Исходный текст:
▬▬▬▬▬▬▬▬▬▬

Психологическая подоплека есть везде. Возьмем любой цирковой номер: сейчас я хочу произвести сильное впечатление, здесь я хочу немножечко растянуть, а здесь я могу немного поторопить, а тут я возьму такую паузу — все ахнут, а потом раз — и сделаю. Все равно я иду от живого, и это психология. Есть предвзятое мнение: если тягомотина, если долго и нудно — то это и есть психологический театр. Но это неправильно. Потому что это вообще не театр! Психологический театр никогда не бывает скучным. Когда скучно, это псевдопсихология.

Юрий Барбой

Прочли? Один из четверых полагает, что психологический театр если не умер, то умирает. Агония зафиксирована настолько уверенно, что сторонники этой точки зрения вместе с другими, скорее всего, не стали бы переживать, если бы термин «психологический театр» мирно исчез из профессионального лексикона. Большинство, правда, оказалось бы равнодушно по другой причине: они считают, что не-психологического театра вообще не бывает; не только так называемый драматический — всякий театр психологичен. Одно дело сказать «русский психологический театр» (это, по крайней мере, все-таки предполагает, что русский театр может и не быть психологическим), и совсем другое — утверждать, что театр и психологический театр одно и то же. Будь так, термин и впрямь лишний.

▬▬▬▬▬▬▬▬▬▬

Исходные записи:
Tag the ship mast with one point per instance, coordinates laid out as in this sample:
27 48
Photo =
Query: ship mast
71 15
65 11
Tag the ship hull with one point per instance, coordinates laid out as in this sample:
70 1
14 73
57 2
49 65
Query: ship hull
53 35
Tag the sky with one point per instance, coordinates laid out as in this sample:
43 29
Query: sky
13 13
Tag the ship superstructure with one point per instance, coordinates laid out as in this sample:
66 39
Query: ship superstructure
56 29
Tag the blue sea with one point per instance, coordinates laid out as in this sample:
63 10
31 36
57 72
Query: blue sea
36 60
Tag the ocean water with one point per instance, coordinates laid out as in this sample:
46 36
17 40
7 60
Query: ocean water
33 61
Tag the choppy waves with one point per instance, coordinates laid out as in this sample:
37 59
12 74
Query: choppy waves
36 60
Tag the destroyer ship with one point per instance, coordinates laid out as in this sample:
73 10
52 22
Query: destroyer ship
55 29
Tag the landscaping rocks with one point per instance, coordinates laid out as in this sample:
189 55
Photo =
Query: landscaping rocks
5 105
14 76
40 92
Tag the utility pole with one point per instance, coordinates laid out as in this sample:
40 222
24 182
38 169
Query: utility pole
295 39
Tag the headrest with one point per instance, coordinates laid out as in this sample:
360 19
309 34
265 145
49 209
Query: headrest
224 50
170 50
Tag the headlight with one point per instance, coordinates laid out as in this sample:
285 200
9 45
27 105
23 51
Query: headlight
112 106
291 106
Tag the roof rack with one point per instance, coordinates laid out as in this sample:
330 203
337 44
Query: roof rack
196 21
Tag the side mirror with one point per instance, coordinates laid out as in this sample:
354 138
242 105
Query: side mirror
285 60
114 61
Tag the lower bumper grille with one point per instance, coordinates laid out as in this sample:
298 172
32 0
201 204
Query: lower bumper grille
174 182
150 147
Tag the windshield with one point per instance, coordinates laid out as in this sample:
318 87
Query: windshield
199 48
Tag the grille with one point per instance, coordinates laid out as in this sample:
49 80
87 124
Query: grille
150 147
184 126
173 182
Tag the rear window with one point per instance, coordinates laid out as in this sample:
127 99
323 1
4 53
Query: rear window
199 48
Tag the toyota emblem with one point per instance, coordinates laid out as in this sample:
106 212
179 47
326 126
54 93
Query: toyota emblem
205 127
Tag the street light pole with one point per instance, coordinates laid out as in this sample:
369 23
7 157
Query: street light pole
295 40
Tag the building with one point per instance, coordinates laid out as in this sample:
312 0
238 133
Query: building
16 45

▬▬▬▬▬▬▬▬▬▬

Задание 1: Каким, согласно тексту о психологическом театре, психологический театр никогда не бывает?
Задание 2: Перепишите из записей строки, начиная со строки, в которой есть «Tag the grille», и до самого конца записей, включая первую и последнюю строку.
Текст и записи никак не связаны друг с другом.

Ожидаемый ответ 1: Скучным.

Ожидаемый ответ 2:
Tag the grille with one point per instance, coordinates laid out as in this sample:
49 80
87 124
Query: grille
150 147
184 126
173 182
Tag the rear window with one point per instance, coordinates laid out as in this sample:
127 99
323 1
4 53
Query: rear window
199 48
Tag the toyota emblem with one point per instance, coordinates laid out as in this sample:
106 212
179 47
326 126
54 93
Query: toyota emblem
205 127
Tag the street light pole with one point per instance, coordinates laid out as in this sample:
369 23
7 157
Query: street light pole
295 40
Tag the building with one point per instance, coordinates laid out as in this sample:
312 0
238 133
Query: building
16 45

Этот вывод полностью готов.